# Text passage
----

To quote from the econometrics text by Wallis and Roberts
It is essential not to confuse the statistical usage of “significant” with the everyday usage. In everyday usage, "significant’ means “of practical importance,” or simply “important.” In statistical usage, “significant” means “signifying a characteristic of the population from which the sample is drawn,” regardless of whether the characteristic is important.

(emphasis mine)

And from Freedman, Pisani, and Purves:

…“significance” is a technical word. A test can only deal with the question of whether a difference is real [permanent in Venn’s sense], or just a chance variation. It is not designed to see whether the difference is important.

Unless one develops and applies some baseball understanding to the data, it will be difficult to come to conclusions of any real importance, whether or not your tests for statistical significance are met.

----

# Data

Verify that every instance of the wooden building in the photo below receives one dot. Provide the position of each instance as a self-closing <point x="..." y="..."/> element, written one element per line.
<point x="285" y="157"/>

----

# Directions
Continue the passage on statistical versus practical significance from its final sentence. The listing has nothing to do with the passage on statistical significance.

# Expected answer
Winner, Beyond the Box Score 32 Predictions Contest, 2009

by Mike Fast on May 29, 2010 10:58 AM EDT up reply actions  

We can agree to disagree on this

Easiest responses first:

1. I’m comparing Zito’s xFIP over the first 9 starts of 2009 and the first 9 starts of 2010, not his partial 2010 to his full 2009. If you’ll recall, Zito performed better between June-Sep last year than from Apr-May. Also over this same time period, his BB/9 is down from 3.86 to 3.10, which is a better improvement than his K/9’s deterioration. Yes, I am calculating the numbers myself, using B-R data. FWIW, the change in his K/9 is just barely outside the margin of error, while the change in his BB/9 is well outside of it.

2. As I noted, I can’t tell whether he’s actually throwing more two-seamers, and I felt I was clear that I’m willing to concede that. However, my findings are that the shifts in horizontal break, vertical break and spin—whether we look at the cluster that just includes FT and FF or whether we throw CH in there too (since it breaks in a similar manner)—are significant at 0.001. His velocity shift is weakly significant at 0.1. I think it’s a perfectly safe conclusion that he’s losing some speed, which means A) a pitch with the same spin deflection will break more anyway and/or B) Zito is purposely adding more break to his fastball arsenal.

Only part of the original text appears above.